The first italicized page summarizes the entire novel in nine neat paragraphs, beginning with this one:

The subject of this book is the life of the former cement worker and haulier Franz Biberkopf in Berlin. As our story begins, he has just been released from prison, where he did time for some stupid stuff; now he is back in Berlin, determined to go straight.

For further clarification: It is the 1920s in Berlin, that slim decadent wedge between those two big wars, and the Weimar capital buzzes with working-class resentment and political unrest. (And drinking. Lots and lots of drinking.)

We soon find out the “stupid stuff” Biberkopf did that landed his ass in jail, and find that the stuff wasn’t so much stupid as stupid and horrific. But by the time we’ve discovered the crimes of Biberkopf, it’s too late: the narrator’s got his sharp teeth sunk into the bit of our brain that pumps sympathy for the supposed hero of the story.

But again: What is it about?

Well:

Biberkopf tries to play it straight, but life on the Alexanderplatz and its seedy environs ain’t easy. He slings newspapers, mixes it up with communists and Nazis alike, and tries to keep his nose clean. But, this being a picaresque tale, he falls in with old associates, falls into old petty crimes, and eventually loses his arm. (Like, literally.) He takes to pimping, thinking it easy, but pimping presents its own problems. There’s love, lust, murder, and betrayal. (And drinking. Lots and lots of drinking.)

What is it about? is not really the right question for Berlin Alexanderplatz. Instead: What is it?

Berlin Alexanderplatz is a literary montage, a vicious collage, an explosion of colors, a carnival of noise and chaos and entropy, told by a narrator who occasionally tries to sort the pieces out for the reader, but usually is more content to drop a metaphorical bomb on us and then spend a dozen or so pages explaining how the bomb got there and who planted it and why the saboteur was so hellbent on destruction in the first place.

Our narrator is a ventriloquist, popping into the consciousnesses and throats of characters major, minor, and peripheral (at best) alike. There’s a cinematic orality to the novel, a shuffling, skipping, vamping voiceyness to Döblin’s prose that Hofmann’s translation renders as a kind of cackling cockney English. It sparks and hoots and howls.

#### [What the exercise asks]
Quote everything in the passage on Berlin Alexanderplatz from "Biberkopf tries to" down to "betrayal. (And drinking. Lots and lots of drinking.)". The data that comes next has no part in this work.

#### [Supplied material]
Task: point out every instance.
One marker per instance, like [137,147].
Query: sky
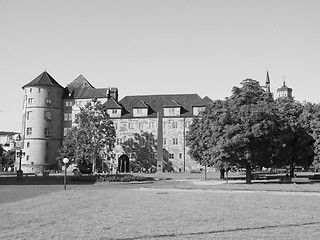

#### [Final result]
Biberkopf tries to play it straight, but life on the Alexanderplatz and its seedy environs ain’t easy. He slings newspapers, mixes it up with communists and Nazis alike, and tries to keep his nose clean. But, this being a picaresque tale, he falls in with old associates, falls into old petty crimes, and eventually loses his arm. (Like, literally.) He takes to pimping, thinking it easy, but pimping presents its own problems. There’s love, lust, murder, and betrayal. (And drinking. Lots and lots of drinking.)